WHAT TO WORK ON ->
Reproduce word for word the part of the lens ratios thread that begins at the words "## jubbin2001 (Jul" and stops after the words "shooting at now?".

SOURCE TEXT ->
________

# Lens Ratios



## jubbin2001 (Jul 30, 2010)

Can someone please exlain the math behind macro ratios? For example, I have a Vivitar 100mm macro lens that shoots 1:2 without the diopter on the front. Now lets say instead of the diopter I use a 1.4x telecoverter. What is the lens actually shooting at now?

Then lets say I have a 21mm extension tube coupled with the 1.4x teleconverter, where am I at now?

If someone could please explain the math and give some examples that would be awesome!! Thanks!


----------



## Overread (Jul 30, 2010)

Have a look here: http://www.thephotoforum.com/forum/...ication-extension-tubes-well-other-maths.html

The thread contains links to an online calculator (and series of them) that gives results and math behind the magnification factors for the different kinds of macro setup.


----------



## NateS (Aug 2, 2010)

All I can say is that you magnification ramps up quick when you start using a combo of TC's and tubes.  

On my 180mm 1:1...adding the 1.4tc get's me around 1.475:1.  Using 68mm of tubes gets me around 1.4:1.....logically you would think that would mean the combo of both would put me at around 1.9:1, but in reality the full set of both puts me between 2.5:1 and 2.7:1.  So basically the combo of those really increases mag a lot quicker.  

I can't say for sure, but I would guess on a 2:1 lens that the 1.4TC and 21mm tube would put you at least 1:1 if not a bit beyond.

I actually have a 1:2 faux-macro that I can try to test out if I can find the time and see what the combo of a 20ish mm tube and a 1.4TC puts the mag at.....of course it's a 300mm lens instead of a 100mm so the tube won't have as much effect on mine as it will your 100mm.


----------

________

DATA EXCERPT ->

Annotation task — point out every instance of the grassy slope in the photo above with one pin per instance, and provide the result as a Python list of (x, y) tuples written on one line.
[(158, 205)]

________

PROBLEM SOLUTION ->
## jubbin2001 (Jul 30, 2010)

Can someone please exlain the math behind macro ratios? For example, I have a Vivitar 100mm macro lens that shoots 1:2 without the diopter on the front. Now lets say instead of the diopter I use a 1.4x telecoverter. What is the lens actually shooting at now?